### SHORT TASK A
In the forum thread on in-place array extension, what size of block must a 16-byte element be placed in?
### SHORT TASK B
Retype the part of the forum thread that starts with "Thu Aug 18 01:31:16" and goes on through "than one element.".

### EXCERPT PROVIDED
━━━━━━━━
In-place extension of arrays only for certain alignment?

Thu Aug 18 01:31:16 UTC 2022

On 8/17/22 2:40 PM, Ali Çehreli wrote:
> On 8/16/22 19:33, Steven Schveighoffer wrote:
> 
> Using a 16-byte block sounds like a good strategy at first because 
> nobody knows whether an array will get more than one element.
> 
> However, if my guess is correct (i.e. the first element of size of 
> 16-bytes is placed on a 16-byte block), then the next allocation will 
> always allocate memory for the second element.

A 16-byte element size must be put in a 32-byte block, you still need 
one byte for the metadata.

> 
> One might argue that dynamic arrays are likely to have more than a 
> single element, so the initial block should at least be twice the 
> element size. This would cut memory allocation by 1 count for all 
> arrays. And in my case of 1-element arrays, allocation count would be 
> halved. (Because I pay for every single append right now.)

So yes, if you have a 32-byte block for 16-byte elements, it means you 
can only fit one element in the block. If you are using a sliding window 
approach, where you remove the first element and then append another, 
you will in effect reallocate on every append.
━━━━━━━━
Rows excerpted from a collection:

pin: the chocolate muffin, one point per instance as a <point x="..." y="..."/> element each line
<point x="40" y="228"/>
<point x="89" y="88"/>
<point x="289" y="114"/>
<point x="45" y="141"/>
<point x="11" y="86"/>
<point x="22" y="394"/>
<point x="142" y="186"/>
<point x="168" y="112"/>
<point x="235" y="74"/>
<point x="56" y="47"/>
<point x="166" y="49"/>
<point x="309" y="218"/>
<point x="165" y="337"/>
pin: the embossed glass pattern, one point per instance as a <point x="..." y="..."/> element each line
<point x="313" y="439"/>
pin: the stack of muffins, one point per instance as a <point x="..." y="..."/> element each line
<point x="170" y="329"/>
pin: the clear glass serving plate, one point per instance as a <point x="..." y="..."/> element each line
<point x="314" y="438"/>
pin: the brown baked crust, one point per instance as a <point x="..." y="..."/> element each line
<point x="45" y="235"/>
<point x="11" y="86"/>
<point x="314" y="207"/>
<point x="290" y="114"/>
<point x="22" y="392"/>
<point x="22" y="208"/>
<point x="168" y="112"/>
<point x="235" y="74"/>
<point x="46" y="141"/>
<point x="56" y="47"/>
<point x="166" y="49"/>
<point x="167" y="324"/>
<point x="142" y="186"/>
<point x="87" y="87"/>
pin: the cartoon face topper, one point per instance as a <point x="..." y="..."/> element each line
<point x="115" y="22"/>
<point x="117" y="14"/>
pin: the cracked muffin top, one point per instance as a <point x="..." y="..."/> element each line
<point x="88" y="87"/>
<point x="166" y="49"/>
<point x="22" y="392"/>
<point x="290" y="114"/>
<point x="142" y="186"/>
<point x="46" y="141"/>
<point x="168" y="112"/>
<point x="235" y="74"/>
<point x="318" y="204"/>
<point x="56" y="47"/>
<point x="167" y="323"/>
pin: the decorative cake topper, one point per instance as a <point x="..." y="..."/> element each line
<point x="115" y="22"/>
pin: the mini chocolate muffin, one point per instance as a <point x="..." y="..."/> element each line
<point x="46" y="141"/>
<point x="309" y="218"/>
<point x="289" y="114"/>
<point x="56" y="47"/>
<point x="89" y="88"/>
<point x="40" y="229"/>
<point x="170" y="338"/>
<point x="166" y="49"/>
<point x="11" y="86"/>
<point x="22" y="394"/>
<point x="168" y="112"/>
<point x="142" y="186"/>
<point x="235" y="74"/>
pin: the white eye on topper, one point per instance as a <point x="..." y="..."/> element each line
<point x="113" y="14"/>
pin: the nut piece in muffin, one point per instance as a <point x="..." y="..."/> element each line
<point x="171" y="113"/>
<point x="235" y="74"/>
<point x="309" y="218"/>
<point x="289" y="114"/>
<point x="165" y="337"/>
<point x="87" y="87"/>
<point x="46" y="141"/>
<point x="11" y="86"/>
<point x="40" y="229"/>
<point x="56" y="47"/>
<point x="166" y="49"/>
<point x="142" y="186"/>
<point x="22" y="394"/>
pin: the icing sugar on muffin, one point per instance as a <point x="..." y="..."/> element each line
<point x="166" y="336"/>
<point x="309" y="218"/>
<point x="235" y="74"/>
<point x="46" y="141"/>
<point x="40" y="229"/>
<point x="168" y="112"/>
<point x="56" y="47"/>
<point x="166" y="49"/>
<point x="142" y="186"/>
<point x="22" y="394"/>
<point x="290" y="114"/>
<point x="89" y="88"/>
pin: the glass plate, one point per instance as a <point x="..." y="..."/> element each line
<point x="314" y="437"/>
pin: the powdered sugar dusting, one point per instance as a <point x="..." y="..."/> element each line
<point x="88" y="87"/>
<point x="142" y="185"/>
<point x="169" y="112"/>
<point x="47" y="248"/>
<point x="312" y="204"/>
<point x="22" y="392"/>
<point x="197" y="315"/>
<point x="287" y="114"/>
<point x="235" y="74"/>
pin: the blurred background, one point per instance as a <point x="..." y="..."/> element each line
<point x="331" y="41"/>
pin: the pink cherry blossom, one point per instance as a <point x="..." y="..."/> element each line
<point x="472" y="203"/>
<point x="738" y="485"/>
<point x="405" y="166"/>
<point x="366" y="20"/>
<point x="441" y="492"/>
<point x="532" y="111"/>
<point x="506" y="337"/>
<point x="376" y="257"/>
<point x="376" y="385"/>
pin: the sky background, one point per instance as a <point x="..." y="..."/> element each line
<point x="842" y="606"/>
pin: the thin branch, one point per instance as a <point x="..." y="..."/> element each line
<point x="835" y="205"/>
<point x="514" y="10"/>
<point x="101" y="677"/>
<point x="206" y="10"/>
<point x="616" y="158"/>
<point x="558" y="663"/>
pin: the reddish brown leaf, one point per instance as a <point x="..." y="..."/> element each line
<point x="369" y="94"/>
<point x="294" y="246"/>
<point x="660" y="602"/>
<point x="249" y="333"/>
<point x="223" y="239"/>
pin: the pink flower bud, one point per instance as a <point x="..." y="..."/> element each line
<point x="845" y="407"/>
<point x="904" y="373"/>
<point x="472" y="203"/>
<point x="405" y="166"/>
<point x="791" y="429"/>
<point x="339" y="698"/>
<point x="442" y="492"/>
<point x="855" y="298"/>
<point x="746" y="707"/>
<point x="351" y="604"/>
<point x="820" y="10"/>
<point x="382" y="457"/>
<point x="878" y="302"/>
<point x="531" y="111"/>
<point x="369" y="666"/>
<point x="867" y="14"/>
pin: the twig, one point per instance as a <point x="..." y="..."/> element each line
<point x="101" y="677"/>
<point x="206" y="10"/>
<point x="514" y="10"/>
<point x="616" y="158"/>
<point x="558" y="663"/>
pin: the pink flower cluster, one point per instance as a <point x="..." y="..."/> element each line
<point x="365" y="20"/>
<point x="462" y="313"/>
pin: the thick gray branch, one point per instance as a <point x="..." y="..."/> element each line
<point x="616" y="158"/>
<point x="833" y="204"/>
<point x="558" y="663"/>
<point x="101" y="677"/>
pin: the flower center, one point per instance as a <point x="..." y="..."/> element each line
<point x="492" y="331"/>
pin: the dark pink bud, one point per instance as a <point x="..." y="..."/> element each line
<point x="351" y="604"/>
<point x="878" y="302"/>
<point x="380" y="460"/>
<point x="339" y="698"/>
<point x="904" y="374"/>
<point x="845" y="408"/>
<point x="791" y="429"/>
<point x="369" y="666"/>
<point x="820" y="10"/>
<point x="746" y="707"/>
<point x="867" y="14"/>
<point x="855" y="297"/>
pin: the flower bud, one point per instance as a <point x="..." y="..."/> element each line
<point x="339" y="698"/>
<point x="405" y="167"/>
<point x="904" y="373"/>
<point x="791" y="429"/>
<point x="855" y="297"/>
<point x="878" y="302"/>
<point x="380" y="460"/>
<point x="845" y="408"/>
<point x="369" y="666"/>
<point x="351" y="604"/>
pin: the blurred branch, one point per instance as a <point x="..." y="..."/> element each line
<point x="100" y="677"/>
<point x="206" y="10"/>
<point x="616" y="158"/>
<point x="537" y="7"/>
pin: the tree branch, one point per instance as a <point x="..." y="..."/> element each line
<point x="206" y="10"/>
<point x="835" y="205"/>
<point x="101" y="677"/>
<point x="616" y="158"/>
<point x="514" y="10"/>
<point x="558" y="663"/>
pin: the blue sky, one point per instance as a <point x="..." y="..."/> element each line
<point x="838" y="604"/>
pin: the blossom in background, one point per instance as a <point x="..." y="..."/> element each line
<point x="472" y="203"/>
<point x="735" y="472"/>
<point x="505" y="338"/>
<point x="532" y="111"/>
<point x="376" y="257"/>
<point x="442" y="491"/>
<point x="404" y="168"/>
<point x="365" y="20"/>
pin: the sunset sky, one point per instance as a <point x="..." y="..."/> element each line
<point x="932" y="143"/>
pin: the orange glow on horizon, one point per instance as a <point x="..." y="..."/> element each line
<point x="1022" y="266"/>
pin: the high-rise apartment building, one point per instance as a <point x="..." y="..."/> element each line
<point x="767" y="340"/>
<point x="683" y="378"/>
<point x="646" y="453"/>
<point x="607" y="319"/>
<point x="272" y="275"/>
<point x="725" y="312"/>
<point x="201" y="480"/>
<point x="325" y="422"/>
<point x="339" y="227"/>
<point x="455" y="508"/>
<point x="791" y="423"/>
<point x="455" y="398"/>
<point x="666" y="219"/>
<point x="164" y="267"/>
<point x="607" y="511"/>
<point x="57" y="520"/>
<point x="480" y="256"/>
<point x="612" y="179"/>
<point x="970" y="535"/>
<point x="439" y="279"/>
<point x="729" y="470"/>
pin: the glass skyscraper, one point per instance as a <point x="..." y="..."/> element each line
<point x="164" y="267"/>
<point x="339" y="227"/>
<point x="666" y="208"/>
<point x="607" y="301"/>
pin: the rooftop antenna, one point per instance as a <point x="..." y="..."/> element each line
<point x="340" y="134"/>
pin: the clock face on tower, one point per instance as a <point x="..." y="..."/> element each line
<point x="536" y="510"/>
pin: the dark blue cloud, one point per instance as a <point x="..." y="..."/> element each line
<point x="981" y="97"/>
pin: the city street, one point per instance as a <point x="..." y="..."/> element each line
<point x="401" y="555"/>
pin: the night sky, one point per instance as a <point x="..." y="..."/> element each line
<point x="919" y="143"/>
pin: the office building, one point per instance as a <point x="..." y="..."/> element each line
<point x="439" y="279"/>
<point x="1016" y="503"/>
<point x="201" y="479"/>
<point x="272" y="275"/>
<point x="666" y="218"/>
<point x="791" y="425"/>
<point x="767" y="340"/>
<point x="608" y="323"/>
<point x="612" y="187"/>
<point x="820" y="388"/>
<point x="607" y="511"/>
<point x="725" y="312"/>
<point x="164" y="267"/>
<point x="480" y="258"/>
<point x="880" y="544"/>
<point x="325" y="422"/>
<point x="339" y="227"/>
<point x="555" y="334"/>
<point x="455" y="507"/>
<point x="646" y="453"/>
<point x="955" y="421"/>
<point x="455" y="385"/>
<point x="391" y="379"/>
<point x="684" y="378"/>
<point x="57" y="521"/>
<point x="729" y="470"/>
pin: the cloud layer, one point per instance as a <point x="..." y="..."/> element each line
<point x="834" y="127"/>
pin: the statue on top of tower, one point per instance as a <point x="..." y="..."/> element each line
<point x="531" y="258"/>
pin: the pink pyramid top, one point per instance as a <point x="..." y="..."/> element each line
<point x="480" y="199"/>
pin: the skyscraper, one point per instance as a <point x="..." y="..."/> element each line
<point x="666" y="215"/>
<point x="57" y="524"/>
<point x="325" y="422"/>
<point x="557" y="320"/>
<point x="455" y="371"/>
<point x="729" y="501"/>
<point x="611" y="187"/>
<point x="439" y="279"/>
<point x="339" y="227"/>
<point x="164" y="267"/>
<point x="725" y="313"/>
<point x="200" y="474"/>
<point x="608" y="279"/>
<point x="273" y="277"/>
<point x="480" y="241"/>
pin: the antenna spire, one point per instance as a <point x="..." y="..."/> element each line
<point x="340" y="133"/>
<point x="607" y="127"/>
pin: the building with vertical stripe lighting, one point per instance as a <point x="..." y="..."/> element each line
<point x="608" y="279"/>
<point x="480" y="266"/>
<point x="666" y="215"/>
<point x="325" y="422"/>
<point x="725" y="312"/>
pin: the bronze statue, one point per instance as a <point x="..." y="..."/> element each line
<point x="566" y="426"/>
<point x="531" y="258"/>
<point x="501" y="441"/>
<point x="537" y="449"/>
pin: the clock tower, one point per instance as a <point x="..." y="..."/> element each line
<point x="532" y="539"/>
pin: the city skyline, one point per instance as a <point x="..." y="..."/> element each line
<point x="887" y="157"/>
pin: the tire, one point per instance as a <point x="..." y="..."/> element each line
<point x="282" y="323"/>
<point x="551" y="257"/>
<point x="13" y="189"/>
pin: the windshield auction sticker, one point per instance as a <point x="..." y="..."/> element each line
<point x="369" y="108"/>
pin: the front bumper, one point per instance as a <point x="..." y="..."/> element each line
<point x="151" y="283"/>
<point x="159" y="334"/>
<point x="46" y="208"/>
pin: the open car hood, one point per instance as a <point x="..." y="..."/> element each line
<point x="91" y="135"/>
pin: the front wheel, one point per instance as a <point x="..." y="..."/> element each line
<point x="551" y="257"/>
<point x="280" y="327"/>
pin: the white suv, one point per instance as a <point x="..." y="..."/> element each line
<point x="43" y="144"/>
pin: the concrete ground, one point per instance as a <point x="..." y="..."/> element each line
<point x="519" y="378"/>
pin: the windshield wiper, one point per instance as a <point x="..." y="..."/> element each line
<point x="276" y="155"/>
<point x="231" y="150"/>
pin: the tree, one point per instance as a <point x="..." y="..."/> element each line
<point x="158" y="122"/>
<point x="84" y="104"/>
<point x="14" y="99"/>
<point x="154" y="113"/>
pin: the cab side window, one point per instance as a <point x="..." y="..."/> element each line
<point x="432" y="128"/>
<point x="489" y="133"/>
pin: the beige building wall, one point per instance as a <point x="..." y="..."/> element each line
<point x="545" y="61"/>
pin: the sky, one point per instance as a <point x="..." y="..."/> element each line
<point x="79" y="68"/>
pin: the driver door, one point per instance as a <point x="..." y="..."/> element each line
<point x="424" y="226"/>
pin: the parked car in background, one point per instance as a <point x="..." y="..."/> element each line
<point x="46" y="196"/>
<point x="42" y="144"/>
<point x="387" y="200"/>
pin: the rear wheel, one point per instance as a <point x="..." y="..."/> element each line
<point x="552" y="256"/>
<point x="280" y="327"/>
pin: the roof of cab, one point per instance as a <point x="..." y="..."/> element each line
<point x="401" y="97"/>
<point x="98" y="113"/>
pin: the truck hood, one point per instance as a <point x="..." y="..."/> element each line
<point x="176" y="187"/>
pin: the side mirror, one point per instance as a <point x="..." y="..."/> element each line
━━━━━━━━
### WORKED SOLUTION A
A 32-byte block, since one byte is still needed for the metadata.

### WORKED SOLUTION B
Thu Aug 18 01:31:16 UTC 2022

On 8/17/22 2:40 PM, Ali Çehreli wrote:
> On 8/16/22 19:33, Steven Schveighoffer wrote:
> 
> Using a 16-byte block sounds like a good strategy at first because 
> nobody knows whether an array will get more than one element.